TASK 1 - List every distinct calendar year that appears in the passage on the tax cuts and spending cuts, in order of first appearance.
TASK 2 - From the passage on the tax cuts and spending cuts, copy the text between "The Congressional Budget" and "cuts, in 2011.", inclusive.

SUPPLIED PASSAGE -
- - - -
Most economists and the nonpartisan Congressional Budget Office predict that if nothing is done, the twin impacts of broad tax increases and across-the-board spending cuts would send the economy back into recession. The 2013 impact alone — about $600 billion in tax increases and spending cuts — exceeds the projected growth of the gross domestic product. The Bipartisan Policy Center estimates that the cuts — called sequestration — could cost one million jobs in 2013 and 2014.

The Congressional Budget Office projected that real economic growth would decline at an annual rate of 2.9 percent during the first half of 2013. Unemployment would rise to 9.1 percent by the end of next year.

How did we get here?

President George W. Bush and Republicans in Congress could not muster the 60 votes in the Senate to pass Mr. Bush’s initial 10-year, $1.7 trillion tax cut in 2001, so they used a parliamentary tool called reconciliation to pass the tax cuts with a simple Senate majority of 51 votes. The catch was that this meant the tax cuts would expire after the 10-year budget window closed in 2011. In 2003, when Mr. Bush went back for another round of tax cuts, Republicans in Congress again used reconciliation to avoid a Democratic filibuster and maximized the initial size of the tax cuts by having them expire at the same time as the first tax cuts, in 2011.

After the 2010 elections, President Obama struck a deal with Republicans to extend the tax cuts for another two years, as well as add other tax measures, like the payroll tax cut, to help the economy. Now that extension is ending.
- - - -
SOURCE DATA -
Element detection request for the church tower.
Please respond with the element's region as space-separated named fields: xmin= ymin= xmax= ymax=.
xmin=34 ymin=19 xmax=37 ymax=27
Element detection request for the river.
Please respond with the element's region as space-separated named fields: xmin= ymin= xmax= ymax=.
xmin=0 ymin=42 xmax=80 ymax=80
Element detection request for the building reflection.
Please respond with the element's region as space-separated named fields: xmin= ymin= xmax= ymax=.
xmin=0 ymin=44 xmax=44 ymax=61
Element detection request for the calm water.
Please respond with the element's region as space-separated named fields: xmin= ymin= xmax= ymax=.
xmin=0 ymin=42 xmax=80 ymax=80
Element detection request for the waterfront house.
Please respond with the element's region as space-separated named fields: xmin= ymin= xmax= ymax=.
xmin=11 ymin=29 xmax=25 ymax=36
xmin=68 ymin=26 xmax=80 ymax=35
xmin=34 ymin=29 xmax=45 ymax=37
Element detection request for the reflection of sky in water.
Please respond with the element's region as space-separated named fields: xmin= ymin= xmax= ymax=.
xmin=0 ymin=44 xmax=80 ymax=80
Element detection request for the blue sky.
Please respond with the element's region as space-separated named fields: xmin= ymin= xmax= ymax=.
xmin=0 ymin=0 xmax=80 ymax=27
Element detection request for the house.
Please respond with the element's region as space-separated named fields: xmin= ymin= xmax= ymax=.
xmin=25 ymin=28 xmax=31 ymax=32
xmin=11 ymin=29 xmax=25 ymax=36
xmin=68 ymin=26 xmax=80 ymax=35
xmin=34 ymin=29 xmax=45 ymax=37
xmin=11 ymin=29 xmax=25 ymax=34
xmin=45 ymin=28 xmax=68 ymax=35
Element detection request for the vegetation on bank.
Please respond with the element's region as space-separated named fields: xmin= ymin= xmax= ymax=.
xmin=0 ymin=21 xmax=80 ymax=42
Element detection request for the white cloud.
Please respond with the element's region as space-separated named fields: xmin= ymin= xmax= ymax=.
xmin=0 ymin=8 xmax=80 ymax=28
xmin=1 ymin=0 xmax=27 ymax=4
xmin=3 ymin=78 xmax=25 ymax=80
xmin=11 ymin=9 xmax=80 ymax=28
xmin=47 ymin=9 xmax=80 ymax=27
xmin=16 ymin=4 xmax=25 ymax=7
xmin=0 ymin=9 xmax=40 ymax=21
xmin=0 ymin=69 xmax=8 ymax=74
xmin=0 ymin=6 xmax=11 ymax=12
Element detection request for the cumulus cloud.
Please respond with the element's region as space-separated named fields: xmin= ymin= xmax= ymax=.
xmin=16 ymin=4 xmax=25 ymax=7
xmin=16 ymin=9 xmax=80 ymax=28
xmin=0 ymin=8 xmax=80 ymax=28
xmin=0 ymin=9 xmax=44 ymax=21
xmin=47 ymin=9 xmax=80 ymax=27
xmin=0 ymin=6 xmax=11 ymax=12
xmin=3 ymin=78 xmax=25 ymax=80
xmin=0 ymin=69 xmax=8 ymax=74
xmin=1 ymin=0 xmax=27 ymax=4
- - - -
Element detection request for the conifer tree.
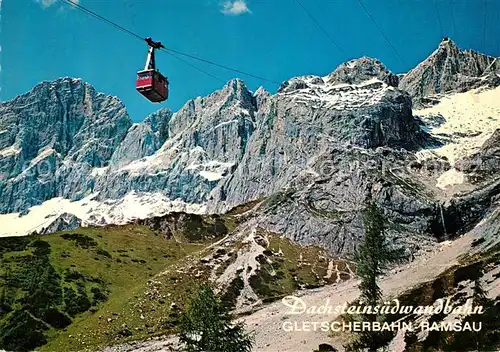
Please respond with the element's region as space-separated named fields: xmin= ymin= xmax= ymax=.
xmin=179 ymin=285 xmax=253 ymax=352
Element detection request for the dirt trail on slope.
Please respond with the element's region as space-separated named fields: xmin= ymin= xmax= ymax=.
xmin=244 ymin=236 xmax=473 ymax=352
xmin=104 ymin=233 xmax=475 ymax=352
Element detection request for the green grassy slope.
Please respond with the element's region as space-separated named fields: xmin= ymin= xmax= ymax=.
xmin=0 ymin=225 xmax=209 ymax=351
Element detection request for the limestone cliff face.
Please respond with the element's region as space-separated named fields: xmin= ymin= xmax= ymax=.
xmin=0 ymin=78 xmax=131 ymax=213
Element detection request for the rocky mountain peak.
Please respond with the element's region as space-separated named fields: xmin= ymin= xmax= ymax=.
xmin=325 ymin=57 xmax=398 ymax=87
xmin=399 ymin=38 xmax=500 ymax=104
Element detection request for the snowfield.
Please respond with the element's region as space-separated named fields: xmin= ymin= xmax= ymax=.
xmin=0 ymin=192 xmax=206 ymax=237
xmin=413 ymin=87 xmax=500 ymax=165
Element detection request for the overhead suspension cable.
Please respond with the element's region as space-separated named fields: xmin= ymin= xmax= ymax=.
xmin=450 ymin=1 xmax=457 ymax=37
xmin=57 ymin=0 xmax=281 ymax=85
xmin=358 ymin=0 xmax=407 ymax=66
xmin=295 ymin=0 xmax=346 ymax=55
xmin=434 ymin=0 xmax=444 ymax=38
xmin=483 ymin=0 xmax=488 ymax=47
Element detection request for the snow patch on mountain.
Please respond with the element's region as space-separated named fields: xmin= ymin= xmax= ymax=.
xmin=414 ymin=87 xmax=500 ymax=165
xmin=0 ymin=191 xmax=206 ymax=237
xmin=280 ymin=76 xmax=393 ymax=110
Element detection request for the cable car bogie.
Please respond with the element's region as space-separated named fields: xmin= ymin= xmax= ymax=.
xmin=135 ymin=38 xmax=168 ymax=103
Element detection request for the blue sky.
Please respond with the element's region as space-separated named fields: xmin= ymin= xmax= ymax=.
- - - -
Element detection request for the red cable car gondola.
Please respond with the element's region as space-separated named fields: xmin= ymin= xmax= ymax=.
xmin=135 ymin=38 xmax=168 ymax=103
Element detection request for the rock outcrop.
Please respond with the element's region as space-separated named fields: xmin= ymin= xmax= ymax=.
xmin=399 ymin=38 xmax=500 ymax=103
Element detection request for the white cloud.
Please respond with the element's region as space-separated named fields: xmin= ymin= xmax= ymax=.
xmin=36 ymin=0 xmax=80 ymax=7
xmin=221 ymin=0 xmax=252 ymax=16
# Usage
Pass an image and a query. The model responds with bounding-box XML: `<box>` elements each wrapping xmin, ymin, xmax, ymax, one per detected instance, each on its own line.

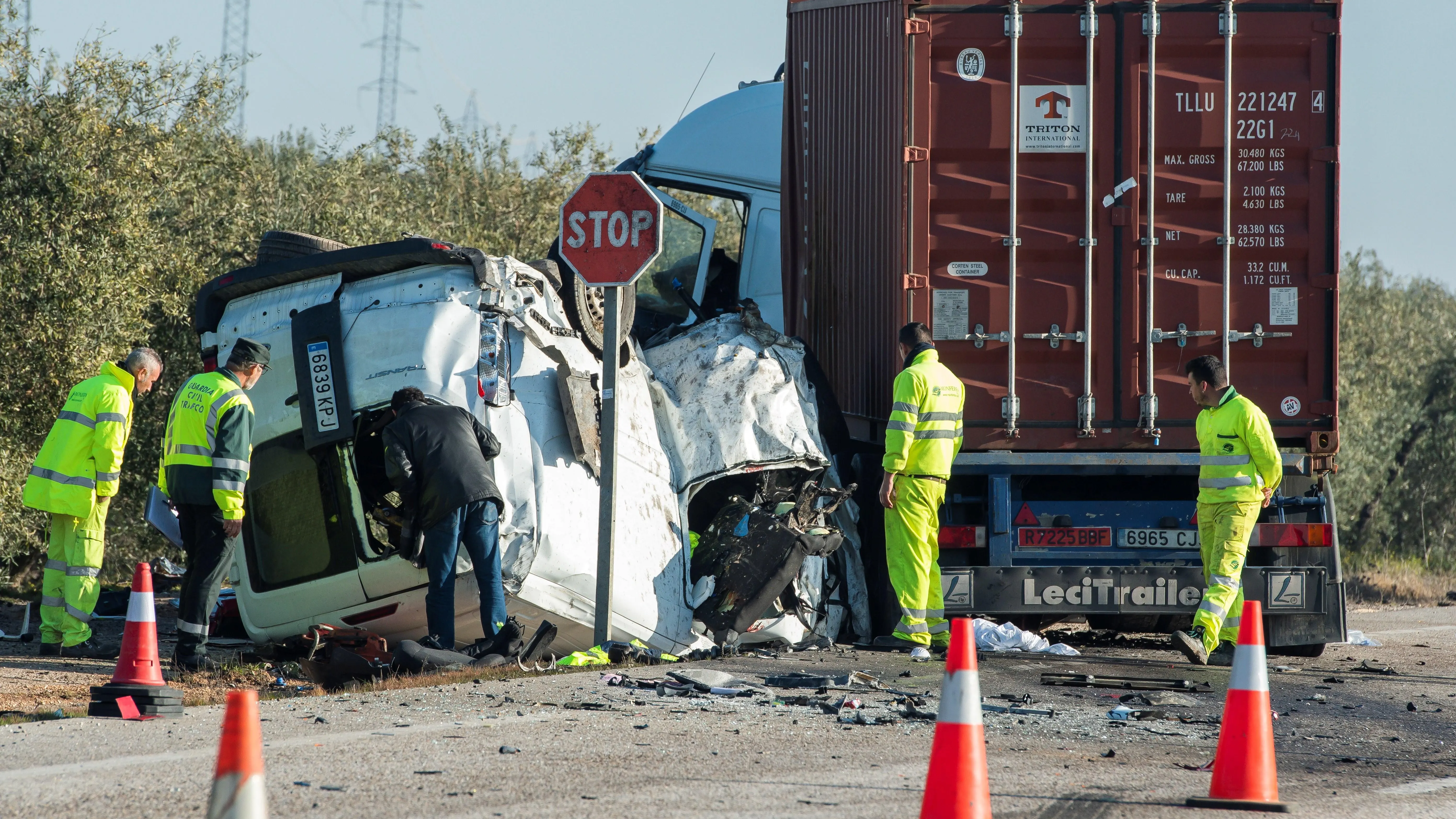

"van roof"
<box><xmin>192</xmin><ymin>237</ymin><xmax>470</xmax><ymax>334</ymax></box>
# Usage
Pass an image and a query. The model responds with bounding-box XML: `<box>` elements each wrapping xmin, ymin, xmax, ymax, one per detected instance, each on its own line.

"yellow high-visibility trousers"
- - - -
TASK ANSWER 1 - 2013, 2014, 2001, 2011, 2003, 2010

TASK ANSWER 2 -
The Congressional Budget Office projected that real economic growth would decline at an annual rate of 2.9 percent during the first half of 2013. Unemployment would rise to 9.1 percent by the end of next year.

How did we get here?

President George W. Bush and Republicans in Congress could not muster the 60 votes in the Senate to pass Mr. Bush’s initial 10-year, $1.7 trillion tax cut in 2001, so they used a parliamentary tool called reconciliation to pass the tax cuts with a simple Senate majority of 51 votes. The catch was that this meant the tax cuts would expire after the 10-year budget window closed in 2011. In 2003, when Mr. Bush went back for another round of tax cuts, Republicans in Congress again used reconciliation to avoid a Democratic filibuster and maximized the initial size of the tax cuts by having them expire at the same time as the first tax cuts, in 2011.